Dataset entries
((
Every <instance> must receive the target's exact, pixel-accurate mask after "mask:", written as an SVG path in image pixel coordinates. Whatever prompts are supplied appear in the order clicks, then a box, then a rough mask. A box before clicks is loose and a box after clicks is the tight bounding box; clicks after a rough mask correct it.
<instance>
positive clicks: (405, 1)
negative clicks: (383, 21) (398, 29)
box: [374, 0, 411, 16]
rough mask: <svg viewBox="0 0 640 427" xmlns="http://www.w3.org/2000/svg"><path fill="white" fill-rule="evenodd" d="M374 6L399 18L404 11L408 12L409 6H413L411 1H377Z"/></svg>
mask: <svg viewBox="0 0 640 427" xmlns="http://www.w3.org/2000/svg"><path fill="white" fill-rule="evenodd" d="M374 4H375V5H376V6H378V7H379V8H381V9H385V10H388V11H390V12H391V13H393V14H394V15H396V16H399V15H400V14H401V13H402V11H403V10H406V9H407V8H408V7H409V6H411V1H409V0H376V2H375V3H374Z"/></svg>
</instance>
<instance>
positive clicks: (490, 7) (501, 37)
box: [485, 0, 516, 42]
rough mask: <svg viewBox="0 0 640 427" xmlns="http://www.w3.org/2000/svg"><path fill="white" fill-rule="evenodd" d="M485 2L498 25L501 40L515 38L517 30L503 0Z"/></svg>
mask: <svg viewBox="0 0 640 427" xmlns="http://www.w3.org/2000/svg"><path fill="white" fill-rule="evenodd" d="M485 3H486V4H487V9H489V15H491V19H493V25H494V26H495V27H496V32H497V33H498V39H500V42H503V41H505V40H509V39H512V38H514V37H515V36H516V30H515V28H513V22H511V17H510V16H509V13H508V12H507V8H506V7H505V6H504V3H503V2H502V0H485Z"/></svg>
))
Begin at the line that has "</instance>" and stop after the last line of the entries, then write those lines out again with "positive clicks" swapped for "foreground clicks" and nothing else changed.

</instance>
<instance>
foreground clicks: (490, 7) (501, 37)
box: [485, 0, 516, 42]
rough mask: <svg viewBox="0 0 640 427" xmlns="http://www.w3.org/2000/svg"><path fill="white" fill-rule="evenodd" d="M485 2L498 25L501 40L515 38L517 30L503 0Z"/></svg>
mask: <svg viewBox="0 0 640 427" xmlns="http://www.w3.org/2000/svg"><path fill="white" fill-rule="evenodd" d="M485 3H486V4H487V9H489V15H491V19H493V25H494V26H495V27H496V32H497V33H498V39H500V42H503V41H505V40H509V39H512V38H514V37H515V36H516V30H515V28H513V22H511V17H510V16H509V13H508V12H507V8H506V7H505V6H504V3H503V2H502V0H485Z"/></svg>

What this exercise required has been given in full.